[Data extract start]

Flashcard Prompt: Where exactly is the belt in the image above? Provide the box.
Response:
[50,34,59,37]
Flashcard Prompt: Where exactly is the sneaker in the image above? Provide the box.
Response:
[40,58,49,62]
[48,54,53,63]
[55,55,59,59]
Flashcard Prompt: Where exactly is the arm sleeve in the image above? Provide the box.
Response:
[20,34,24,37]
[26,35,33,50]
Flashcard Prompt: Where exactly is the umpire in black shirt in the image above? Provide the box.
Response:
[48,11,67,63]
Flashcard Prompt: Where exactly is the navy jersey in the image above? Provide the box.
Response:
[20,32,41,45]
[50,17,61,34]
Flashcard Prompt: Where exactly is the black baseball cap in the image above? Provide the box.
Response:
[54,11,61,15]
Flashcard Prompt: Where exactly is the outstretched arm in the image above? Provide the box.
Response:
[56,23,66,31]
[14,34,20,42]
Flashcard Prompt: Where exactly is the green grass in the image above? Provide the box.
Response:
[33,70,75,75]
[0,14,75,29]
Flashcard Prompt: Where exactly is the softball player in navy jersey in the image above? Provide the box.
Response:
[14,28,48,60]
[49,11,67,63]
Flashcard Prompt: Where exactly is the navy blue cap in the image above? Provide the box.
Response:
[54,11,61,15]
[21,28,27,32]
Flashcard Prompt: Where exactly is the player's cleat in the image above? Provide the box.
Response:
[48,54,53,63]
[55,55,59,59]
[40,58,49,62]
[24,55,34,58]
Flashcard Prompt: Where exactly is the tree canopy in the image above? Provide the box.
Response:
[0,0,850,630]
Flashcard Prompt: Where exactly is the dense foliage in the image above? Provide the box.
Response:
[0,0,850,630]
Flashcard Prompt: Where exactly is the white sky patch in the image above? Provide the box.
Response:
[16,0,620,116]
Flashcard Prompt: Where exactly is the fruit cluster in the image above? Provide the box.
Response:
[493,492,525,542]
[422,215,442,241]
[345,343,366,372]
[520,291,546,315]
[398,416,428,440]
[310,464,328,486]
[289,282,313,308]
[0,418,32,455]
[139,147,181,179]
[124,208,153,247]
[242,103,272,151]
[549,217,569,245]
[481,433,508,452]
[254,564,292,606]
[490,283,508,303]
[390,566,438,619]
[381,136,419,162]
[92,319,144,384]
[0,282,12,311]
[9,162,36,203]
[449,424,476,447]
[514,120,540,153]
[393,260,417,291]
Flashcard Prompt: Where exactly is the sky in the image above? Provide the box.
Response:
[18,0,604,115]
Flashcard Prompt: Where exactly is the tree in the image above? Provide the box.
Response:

[Data extract end]

#### Work instructions
Reproduce every item above word for word, from start to end.

#### Result below
Flashcard Prompt: Where exactly is the belt in the image above? Provide the box.
Response:
[50,34,59,37]
Flashcard Prompt: Where exactly is the sneaker in the image above? Provide the box.
Response:
[40,58,49,62]
[48,54,53,63]
[55,55,59,59]
Flashcard Prompt: Where exactly is the arm sleeve in the image above? Provide the box.
Response:
[20,34,24,37]
[26,35,33,50]
Flashcard Prompt: Where exactly is the umpire in black shirt in the image above? Provide the box.
Response:
[48,11,67,63]
Flashcard Prompt: Where exactly is the navy jersey in the image above? Provide the box.
Response:
[20,32,41,45]
[50,17,61,34]
Flashcard Prompt: Where exactly is the black baseball cap in the image above? Provide the box.
Response:
[54,11,61,15]
Flashcard Prompt: Where exactly is the outstretched arm in the image above? Provide the box.
Response:
[56,23,66,31]
[14,34,20,42]
Flashcard Prompt: Where exactly is the green grass in the image above? Provide the box.
Response:
[33,70,75,75]
[0,14,75,29]
Flashcard Prompt: Where exactly is the softball player in navy jersey in the image above? Provide the box.
Response:
[14,28,48,60]
[49,11,67,63]
Flashcard Prompt: Where exactly is the navy blue cap in the image above? Provide the box.
Response:
[54,11,61,15]
[21,28,27,32]
Flashcard Prompt: Where exactly is the player's cleat in the image above? Provide the box.
Response:
[48,54,53,63]
[55,55,59,59]
[40,58,49,62]
[24,55,34,58]
Flashcard Prompt: Where exactly is the tree canopy in the image above? Provide the box.
Response:
[0,0,850,630]
Flashcard Prompt: Where exactly is the dense foliage in the image above? Provide the box.
Response:
[0,0,850,630]
Flashcard Prompt: Where exactly is the white sky patch in the image above? Provide the box.
Response:
[16,0,620,116]
Flashcard Prompt: Where exactly is the fruit cluster in the image above? Provide the box.
Response:
[493,492,525,542]
[422,215,442,241]
[345,343,366,372]
[520,291,546,315]
[398,416,428,440]
[310,464,328,486]
[289,282,313,308]
[0,418,32,455]
[139,147,181,179]
[124,208,153,247]
[242,103,272,151]
[549,217,569,245]
[481,433,508,452]
[254,564,292,606]
[490,283,508,303]
[390,566,438,619]
[381,136,419,162]
[92,319,144,384]
[0,282,12,311]
[9,162,36,203]
[449,424,476,447]
[514,120,540,153]
[393,260,417,291]
Flashcard Prompt: Where exactly is the sky in the image above? Provide the box.
Response:
[18,0,604,115]
Flashcard Prompt: Where exactly is the tree in the image above? Provide the box.
Response:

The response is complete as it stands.